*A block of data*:
>> begin
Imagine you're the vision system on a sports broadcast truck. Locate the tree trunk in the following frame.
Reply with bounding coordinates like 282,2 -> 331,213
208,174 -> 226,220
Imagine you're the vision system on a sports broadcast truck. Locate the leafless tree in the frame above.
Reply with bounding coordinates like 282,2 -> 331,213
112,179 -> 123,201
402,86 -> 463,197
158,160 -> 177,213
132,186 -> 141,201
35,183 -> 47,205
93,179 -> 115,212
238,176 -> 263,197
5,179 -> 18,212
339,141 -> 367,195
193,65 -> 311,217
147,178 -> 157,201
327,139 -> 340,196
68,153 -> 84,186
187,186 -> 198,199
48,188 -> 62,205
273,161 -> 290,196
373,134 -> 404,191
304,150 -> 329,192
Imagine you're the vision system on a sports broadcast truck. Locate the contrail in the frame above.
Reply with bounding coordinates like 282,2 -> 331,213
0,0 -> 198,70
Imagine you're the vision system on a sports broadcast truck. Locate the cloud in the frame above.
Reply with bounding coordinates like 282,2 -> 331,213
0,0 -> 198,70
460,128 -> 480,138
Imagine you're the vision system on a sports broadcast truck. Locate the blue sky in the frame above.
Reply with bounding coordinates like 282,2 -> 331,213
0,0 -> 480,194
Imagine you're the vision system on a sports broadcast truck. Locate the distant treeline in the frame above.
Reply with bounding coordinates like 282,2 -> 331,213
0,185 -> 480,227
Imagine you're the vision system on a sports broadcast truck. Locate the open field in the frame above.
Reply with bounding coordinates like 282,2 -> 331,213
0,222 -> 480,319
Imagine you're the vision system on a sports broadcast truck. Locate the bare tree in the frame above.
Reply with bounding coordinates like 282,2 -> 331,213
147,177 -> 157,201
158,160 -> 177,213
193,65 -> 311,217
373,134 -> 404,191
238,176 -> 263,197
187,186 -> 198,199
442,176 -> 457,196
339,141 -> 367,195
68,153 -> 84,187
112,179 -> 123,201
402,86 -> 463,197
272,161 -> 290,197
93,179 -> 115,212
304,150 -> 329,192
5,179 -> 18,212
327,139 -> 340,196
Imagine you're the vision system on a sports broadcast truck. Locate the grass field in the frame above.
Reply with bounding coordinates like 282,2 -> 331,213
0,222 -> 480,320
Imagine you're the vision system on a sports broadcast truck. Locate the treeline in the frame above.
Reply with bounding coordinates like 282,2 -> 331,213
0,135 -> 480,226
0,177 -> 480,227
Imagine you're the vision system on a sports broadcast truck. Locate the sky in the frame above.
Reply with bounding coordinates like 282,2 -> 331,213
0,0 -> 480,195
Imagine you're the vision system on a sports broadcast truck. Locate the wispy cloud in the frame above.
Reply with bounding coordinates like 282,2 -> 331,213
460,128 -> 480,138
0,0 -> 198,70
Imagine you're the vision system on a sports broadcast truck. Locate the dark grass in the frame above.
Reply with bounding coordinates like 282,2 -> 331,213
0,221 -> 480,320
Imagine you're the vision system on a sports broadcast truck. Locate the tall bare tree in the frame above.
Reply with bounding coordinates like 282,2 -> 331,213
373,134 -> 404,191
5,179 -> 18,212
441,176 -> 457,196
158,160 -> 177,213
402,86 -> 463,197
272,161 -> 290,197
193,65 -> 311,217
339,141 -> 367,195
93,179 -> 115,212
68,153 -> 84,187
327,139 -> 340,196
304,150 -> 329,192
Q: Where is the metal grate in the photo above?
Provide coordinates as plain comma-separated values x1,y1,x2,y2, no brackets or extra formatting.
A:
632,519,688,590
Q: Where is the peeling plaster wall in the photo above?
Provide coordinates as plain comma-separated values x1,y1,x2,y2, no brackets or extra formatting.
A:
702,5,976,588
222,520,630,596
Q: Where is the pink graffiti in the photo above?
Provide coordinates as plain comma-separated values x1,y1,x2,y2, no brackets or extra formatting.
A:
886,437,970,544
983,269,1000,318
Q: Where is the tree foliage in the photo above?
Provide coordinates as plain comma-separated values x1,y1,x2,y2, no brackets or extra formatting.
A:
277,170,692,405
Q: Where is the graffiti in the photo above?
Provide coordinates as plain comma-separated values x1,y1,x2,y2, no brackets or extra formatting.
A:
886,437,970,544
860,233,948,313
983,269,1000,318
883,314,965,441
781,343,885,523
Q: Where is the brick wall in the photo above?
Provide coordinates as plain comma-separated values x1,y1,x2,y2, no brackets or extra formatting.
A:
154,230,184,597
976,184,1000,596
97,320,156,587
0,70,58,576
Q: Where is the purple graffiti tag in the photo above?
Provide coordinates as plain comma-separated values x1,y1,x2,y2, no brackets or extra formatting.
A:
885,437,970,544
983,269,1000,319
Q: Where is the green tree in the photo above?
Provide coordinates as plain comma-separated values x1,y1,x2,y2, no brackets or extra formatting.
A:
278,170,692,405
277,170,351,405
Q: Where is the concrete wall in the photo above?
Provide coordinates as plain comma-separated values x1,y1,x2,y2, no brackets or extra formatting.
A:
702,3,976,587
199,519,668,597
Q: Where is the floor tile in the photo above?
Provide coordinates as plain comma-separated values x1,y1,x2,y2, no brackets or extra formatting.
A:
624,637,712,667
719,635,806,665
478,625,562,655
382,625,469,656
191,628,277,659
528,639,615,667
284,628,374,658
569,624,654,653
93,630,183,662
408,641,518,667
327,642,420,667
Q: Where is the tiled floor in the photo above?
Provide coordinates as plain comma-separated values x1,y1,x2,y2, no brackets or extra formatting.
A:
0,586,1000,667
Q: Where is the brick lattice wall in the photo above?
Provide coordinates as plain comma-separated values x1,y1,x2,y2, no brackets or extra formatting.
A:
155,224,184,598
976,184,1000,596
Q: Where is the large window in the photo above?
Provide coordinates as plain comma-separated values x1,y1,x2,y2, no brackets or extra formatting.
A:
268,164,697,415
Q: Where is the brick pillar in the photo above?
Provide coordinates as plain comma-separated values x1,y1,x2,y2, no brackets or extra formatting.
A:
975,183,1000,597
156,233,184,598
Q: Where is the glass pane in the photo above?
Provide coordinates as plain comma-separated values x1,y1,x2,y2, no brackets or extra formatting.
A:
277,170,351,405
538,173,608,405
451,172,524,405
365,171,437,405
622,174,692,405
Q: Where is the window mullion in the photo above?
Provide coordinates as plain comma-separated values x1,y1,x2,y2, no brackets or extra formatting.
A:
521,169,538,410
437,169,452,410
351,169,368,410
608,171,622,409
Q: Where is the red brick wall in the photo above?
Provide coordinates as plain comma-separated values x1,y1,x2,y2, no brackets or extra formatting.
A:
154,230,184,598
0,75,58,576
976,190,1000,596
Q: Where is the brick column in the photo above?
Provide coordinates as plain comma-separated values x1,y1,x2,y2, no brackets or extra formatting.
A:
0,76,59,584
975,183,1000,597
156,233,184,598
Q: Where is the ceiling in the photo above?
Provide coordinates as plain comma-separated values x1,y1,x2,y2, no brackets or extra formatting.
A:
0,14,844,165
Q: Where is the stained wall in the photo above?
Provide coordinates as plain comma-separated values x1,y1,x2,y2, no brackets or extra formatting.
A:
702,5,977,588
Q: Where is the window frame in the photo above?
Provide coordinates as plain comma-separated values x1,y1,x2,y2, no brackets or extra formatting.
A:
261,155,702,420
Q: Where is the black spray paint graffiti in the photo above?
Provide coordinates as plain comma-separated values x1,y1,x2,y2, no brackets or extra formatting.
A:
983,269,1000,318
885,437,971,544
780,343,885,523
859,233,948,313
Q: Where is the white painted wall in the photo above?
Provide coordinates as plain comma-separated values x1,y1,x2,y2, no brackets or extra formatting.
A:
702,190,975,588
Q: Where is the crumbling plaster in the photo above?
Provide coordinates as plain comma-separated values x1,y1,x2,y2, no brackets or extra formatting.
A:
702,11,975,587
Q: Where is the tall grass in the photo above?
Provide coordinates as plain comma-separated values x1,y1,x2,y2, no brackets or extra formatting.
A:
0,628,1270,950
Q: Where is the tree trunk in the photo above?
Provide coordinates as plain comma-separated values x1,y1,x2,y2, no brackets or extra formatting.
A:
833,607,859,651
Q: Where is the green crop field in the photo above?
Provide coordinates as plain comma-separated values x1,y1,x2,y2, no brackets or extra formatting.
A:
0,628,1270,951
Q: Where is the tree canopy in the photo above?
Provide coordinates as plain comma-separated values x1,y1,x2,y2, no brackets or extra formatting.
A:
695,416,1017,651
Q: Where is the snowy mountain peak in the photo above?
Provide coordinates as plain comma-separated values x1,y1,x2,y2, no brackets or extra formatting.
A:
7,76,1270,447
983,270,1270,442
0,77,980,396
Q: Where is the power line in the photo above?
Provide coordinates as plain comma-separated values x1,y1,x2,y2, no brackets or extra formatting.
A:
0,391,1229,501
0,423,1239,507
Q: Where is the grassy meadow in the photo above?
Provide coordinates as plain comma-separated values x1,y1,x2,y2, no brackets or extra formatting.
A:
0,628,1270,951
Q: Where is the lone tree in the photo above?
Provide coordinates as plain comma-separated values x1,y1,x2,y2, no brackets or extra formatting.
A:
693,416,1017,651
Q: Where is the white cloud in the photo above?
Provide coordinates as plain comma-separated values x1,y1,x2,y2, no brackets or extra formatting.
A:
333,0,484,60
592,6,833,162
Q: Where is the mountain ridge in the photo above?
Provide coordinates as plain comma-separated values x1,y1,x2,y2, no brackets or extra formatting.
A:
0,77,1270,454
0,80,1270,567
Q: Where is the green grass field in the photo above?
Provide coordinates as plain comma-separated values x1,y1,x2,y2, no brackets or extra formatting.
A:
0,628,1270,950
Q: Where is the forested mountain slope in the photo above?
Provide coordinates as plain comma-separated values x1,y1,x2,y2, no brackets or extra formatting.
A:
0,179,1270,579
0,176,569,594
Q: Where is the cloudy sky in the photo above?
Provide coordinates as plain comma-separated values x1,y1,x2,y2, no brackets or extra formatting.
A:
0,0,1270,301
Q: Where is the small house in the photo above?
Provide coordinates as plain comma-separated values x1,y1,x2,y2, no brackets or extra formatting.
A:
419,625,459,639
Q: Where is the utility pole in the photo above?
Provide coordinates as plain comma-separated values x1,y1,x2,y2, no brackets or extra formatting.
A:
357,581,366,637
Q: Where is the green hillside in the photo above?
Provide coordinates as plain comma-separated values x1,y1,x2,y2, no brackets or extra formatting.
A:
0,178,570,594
>> end
*Given task*:
Copy the records above word for word, starting with the line containing "contrail in the frame above." and continuing through the line containing "0,185 -> 480,227".

*Correct result*:
Imagine you're the vision system on a sports broadcast truck. Locate the contrail in the frame above.
Reply with bounding coordinates like 282,2 -> 331,213
0,0 -> 198,70
Imagine you're the vision system on a sports broadcast truck. Locate the cloud in the frame above.
Reply with bounding coordinates like 282,2 -> 331,213
0,0 -> 198,70
460,128 -> 480,138
Imagine you're the vision system on a sports broadcast truck. Locate the blue sky in the frame above.
Reply with bounding coordinates like 282,2 -> 331,213
0,0 -> 480,194
Imagine you're the vision system on a sports broadcast truck. Locate the distant treeline in the frame above.
Reply with bounding coordinates like 282,2 -> 331,213
0,185 -> 480,227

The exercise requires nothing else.